- Requirements
Pull out each line in the records below that contains the word "cloud".

- Records to process
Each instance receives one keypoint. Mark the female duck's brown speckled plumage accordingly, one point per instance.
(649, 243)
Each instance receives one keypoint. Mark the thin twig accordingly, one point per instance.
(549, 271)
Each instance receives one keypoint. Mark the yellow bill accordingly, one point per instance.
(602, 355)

--

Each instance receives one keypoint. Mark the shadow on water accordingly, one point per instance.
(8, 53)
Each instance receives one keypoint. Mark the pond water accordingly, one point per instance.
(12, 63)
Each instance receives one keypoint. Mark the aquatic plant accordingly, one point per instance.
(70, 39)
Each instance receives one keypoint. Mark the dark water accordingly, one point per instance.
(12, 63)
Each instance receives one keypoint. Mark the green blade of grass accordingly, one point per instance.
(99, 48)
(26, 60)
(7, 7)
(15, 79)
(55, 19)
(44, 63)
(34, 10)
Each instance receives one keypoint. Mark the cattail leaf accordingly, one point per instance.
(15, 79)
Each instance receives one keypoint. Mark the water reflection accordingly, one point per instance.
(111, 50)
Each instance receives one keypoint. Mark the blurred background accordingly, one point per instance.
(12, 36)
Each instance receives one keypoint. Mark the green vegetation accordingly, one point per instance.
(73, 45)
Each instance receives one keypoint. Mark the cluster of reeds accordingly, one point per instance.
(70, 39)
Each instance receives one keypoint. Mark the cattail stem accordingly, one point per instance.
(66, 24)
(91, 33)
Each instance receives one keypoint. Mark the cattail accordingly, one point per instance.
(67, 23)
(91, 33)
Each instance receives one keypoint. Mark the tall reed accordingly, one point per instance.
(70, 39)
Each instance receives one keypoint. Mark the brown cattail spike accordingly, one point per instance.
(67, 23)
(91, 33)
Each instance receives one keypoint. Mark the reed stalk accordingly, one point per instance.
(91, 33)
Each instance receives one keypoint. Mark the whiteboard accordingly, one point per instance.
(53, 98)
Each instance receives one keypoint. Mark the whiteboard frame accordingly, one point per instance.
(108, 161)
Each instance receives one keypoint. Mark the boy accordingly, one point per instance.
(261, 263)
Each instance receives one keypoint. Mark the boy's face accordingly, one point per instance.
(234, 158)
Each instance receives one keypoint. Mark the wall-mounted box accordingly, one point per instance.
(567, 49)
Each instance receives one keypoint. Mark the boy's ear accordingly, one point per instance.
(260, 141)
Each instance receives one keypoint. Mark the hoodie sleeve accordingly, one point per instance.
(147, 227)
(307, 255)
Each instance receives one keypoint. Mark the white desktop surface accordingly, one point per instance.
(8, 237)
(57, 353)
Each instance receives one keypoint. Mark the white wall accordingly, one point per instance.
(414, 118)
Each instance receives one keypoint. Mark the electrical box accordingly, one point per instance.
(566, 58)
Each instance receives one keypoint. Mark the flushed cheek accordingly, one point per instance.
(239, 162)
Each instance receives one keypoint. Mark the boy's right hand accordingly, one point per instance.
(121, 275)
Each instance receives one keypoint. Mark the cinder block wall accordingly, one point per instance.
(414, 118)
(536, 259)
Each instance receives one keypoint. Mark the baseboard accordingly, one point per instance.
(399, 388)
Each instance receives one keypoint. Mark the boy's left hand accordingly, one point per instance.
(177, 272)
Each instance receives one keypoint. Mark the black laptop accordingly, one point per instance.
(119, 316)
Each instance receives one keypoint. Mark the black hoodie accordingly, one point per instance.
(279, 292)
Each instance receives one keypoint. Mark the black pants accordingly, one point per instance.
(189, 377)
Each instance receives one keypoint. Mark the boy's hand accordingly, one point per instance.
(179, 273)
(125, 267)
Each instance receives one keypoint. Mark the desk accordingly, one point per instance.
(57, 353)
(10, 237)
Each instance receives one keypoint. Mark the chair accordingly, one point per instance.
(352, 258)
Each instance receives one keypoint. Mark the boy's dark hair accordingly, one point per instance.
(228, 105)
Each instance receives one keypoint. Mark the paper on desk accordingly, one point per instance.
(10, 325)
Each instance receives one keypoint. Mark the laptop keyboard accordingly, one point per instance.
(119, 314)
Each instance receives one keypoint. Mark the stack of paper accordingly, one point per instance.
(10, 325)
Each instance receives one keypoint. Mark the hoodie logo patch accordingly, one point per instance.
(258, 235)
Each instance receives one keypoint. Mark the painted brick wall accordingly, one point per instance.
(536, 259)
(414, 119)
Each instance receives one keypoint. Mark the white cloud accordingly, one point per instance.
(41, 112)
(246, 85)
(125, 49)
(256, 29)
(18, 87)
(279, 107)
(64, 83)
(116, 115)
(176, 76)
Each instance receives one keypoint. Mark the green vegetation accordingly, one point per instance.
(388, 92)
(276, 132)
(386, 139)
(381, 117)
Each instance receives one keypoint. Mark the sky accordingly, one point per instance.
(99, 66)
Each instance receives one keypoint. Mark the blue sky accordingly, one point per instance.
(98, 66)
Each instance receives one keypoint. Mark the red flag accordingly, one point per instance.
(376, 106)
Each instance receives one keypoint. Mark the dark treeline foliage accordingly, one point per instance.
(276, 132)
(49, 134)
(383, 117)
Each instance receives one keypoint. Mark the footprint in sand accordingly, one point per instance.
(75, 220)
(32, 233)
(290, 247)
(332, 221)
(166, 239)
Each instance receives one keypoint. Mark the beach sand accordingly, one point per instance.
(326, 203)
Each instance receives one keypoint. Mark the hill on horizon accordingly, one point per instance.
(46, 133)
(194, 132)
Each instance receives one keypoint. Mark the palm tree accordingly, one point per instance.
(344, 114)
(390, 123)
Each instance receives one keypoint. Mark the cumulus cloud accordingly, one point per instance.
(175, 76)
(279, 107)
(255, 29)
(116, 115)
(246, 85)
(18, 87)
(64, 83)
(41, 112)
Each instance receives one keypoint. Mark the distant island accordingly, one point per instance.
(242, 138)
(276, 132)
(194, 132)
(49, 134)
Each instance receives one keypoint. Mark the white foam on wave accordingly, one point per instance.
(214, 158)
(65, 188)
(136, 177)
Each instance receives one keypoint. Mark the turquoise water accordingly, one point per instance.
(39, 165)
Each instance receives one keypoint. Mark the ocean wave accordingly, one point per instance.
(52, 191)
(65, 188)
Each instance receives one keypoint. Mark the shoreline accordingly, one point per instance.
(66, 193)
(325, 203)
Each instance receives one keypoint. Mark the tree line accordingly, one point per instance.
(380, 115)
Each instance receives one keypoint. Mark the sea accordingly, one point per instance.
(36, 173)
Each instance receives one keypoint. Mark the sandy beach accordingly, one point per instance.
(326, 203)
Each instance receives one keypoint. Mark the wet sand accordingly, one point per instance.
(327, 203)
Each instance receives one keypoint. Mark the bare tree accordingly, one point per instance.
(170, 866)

- Full output
Each instance receives one keypoint. Mark the white cloud accordingly, one point per instance.
Each instance receives one keypoint. Mark the cumulus cloud accordingly, one point per instance.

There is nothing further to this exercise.